What lines in the records below mention "instance"? List them all.
BEGIN Source material
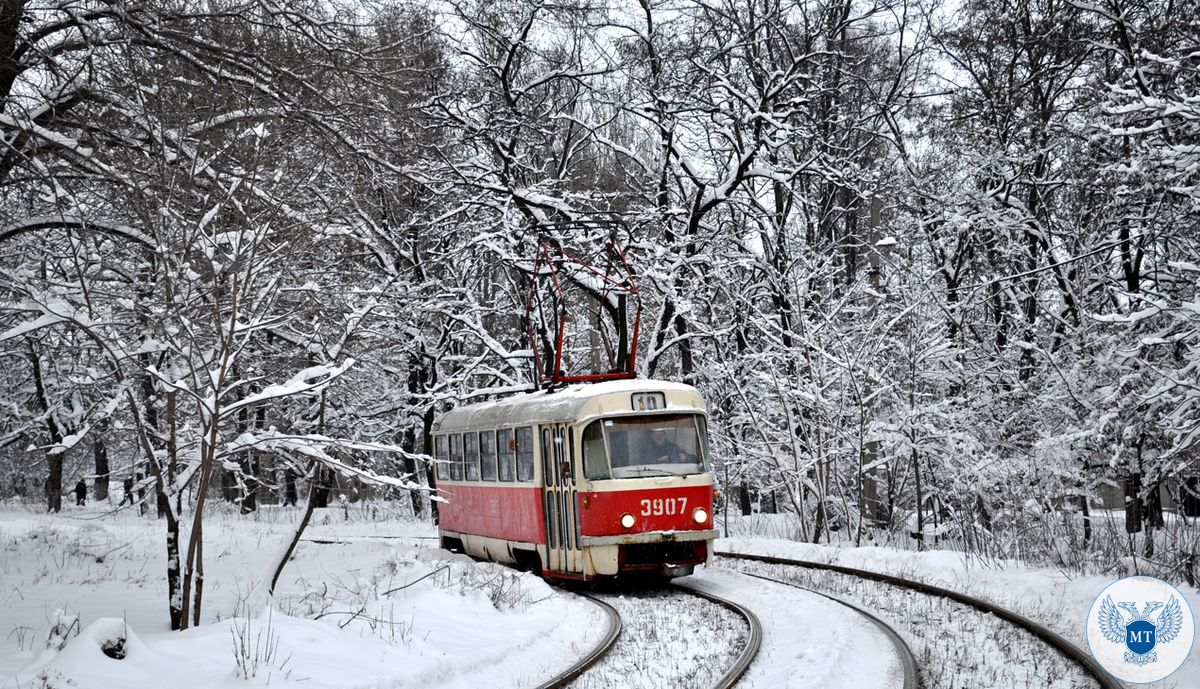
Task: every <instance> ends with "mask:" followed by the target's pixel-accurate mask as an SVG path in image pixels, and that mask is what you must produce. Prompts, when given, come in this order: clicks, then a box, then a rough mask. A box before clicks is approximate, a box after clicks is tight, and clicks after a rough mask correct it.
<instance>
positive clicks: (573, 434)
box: [560, 429, 575, 479]
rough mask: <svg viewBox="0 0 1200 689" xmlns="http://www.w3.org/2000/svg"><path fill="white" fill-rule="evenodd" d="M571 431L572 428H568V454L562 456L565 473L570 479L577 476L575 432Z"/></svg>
mask: <svg viewBox="0 0 1200 689" xmlns="http://www.w3.org/2000/svg"><path fill="white" fill-rule="evenodd" d="M571 431H572V430H571V429H568V430H566V456H565V457H560V466H562V467H563V475H564V477H566V478H569V479H574V478H575V433H574V432H571Z"/></svg>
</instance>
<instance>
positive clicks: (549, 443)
END Source material
Answer for this exercise.
Task: every <instance> ends with "mask:" followed by the target's pixel-accurate mask as an SVG path in image pixels, and that mask is what you must produce. Prompts, when given, come in this order: clicks, then a box, then a rough mask. A box before clicks is approximate, a box after clicks is tight, and clicks after a rough mask correct it.
<instance>
</instance>
<instance>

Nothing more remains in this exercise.